— Materials provided —
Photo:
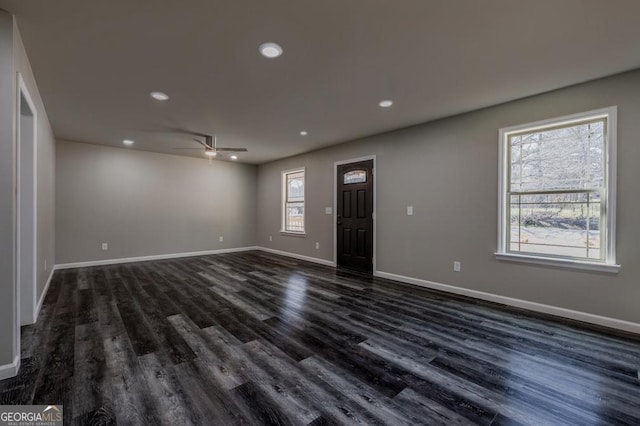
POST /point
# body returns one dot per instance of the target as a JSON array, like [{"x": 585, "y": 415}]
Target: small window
[
  {"x": 293, "y": 196},
  {"x": 355, "y": 176},
  {"x": 558, "y": 189}
]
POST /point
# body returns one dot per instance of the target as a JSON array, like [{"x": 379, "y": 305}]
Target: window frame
[
  {"x": 284, "y": 202},
  {"x": 608, "y": 263}
]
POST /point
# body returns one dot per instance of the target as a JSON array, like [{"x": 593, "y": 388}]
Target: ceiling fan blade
[
  {"x": 187, "y": 131},
  {"x": 202, "y": 143},
  {"x": 231, "y": 149}
]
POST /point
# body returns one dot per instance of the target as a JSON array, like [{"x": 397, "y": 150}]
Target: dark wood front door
[{"x": 355, "y": 216}]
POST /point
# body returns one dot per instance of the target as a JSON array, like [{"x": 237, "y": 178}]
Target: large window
[
  {"x": 558, "y": 190},
  {"x": 293, "y": 200}
]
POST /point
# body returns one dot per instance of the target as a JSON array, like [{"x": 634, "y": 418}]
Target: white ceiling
[{"x": 96, "y": 62}]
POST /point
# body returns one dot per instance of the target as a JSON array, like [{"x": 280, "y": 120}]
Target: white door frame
[
  {"x": 335, "y": 206},
  {"x": 27, "y": 220}
]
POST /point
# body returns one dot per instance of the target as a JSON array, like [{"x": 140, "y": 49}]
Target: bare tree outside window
[{"x": 556, "y": 188}]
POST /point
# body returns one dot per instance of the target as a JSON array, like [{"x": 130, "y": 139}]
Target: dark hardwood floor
[{"x": 254, "y": 338}]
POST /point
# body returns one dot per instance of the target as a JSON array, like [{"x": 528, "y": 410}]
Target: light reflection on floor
[{"x": 295, "y": 297}]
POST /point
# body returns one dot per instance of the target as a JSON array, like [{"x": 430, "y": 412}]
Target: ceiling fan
[{"x": 210, "y": 145}]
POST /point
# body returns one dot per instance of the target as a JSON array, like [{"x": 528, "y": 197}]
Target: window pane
[
  {"x": 295, "y": 186},
  {"x": 556, "y": 224},
  {"x": 355, "y": 176},
  {"x": 570, "y": 157},
  {"x": 294, "y": 217}
]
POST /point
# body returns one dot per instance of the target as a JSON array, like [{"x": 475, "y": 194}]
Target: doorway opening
[
  {"x": 355, "y": 239},
  {"x": 26, "y": 270}
]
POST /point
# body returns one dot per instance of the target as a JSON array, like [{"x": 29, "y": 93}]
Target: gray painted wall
[
  {"x": 7, "y": 195},
  {"x": 144, "y": 203},
  {"x": 45, "y": 179},
  {"x": 448, "y": 170}
]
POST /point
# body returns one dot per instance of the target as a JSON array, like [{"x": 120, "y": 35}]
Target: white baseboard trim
[
  {"x": 149, "y": 258},
  {"x": 297, "y": 256},
  {"x": 44, "y": 293},
  {"x": 532, "y": 306},
  {"x": 10, "y": 370}
]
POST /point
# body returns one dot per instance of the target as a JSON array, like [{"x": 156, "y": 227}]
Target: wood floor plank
[{"x": 254, "y": 338}]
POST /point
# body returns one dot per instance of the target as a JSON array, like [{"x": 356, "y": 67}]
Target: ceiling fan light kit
[{"x": 210, "y": 145}]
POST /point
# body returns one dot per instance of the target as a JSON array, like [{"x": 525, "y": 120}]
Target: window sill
[
  {"x": 293, "y": 234},
  {"x": 560, "y": 263}
]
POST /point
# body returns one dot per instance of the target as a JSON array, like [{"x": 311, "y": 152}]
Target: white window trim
[
  {"x": 609, "y": 263},
  {"x": 283, "y": 203}
]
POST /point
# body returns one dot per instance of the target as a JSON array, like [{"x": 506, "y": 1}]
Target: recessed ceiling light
[
  {"x": 270, "y": 50},
  {"x": 159, "y": 96}
]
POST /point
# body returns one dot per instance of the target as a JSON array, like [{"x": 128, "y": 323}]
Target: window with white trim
[
  {"x": 293, "y": 194},
  {"x": 557, "y": 187}
]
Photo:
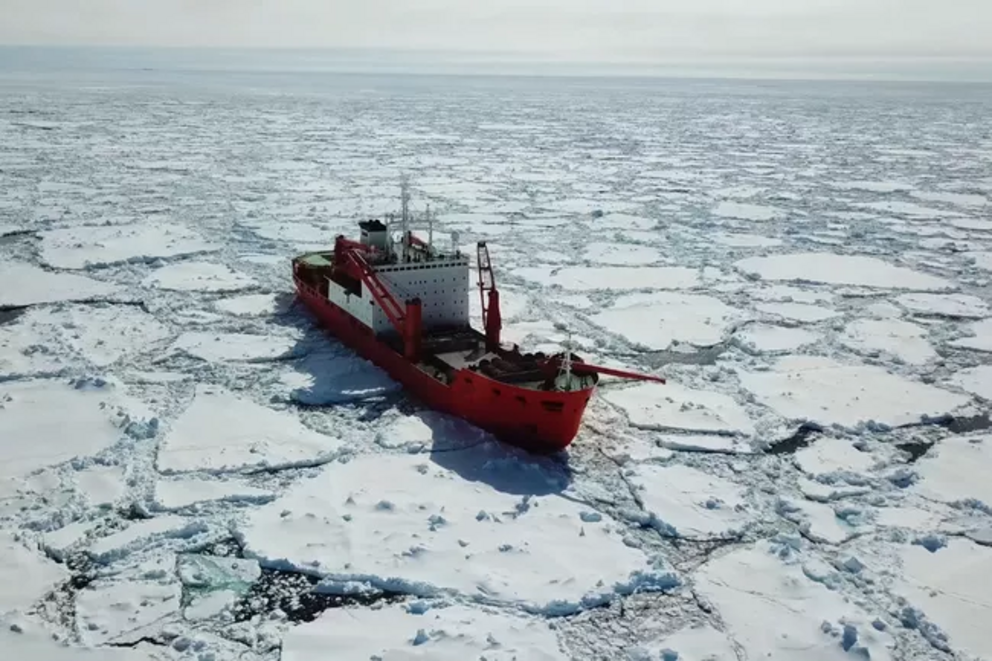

— Exercise directions —
Gather every line of the listing above that contains the word "white".

— Response —
Target: white ceiling
Target: white door frame
Target: white baseboard trim
Target: white window trim
Target: window with white trim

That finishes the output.